**Set task**
Copy the records below verbatim, keeping every line unchanged.

**Exercise input**
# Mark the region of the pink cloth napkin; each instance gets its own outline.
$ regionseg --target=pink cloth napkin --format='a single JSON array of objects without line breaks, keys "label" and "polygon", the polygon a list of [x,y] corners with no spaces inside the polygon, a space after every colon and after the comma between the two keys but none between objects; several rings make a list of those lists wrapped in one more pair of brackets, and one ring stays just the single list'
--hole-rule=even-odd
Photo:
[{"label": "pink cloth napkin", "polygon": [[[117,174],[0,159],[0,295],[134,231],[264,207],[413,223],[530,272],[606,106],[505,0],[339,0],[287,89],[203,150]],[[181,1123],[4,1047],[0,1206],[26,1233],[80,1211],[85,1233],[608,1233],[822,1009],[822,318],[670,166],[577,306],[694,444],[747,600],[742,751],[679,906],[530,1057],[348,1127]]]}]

**Written answer**
# Mark the region of the pink cloth napkin; each instance gets its own outline.
$ regionseg --target=pink cloth napkin --format='a single JSON array of objects without line breaks, keys "label" and "polygon", the polygon a list of [x,y] corners with no spaces inside the polygon, a space after every colon and after the comma between the two keys but none between objects; several rings make a list of those lists wrapped in one more pair of brackets, and one ring stays just the single list'
--hole-rule=even-odd
Photo:
[{"label": "pink cloth napkin", "polygon": [[[117,174],[0,159],[0,295],[134,231],[264,207],[413,223],[530,272],[606,106],[505,0],[339,0],[287,89],[203,150]],[[181,1123],[4,1047],[0,1206],[26,1233],[80,1211],[85,1233],[608,1233],[822,1009],[822,318],[670,166],[577,306],[694,444],[747,600],[742,751],[679,906],[530,1057],[348,1127]]]}]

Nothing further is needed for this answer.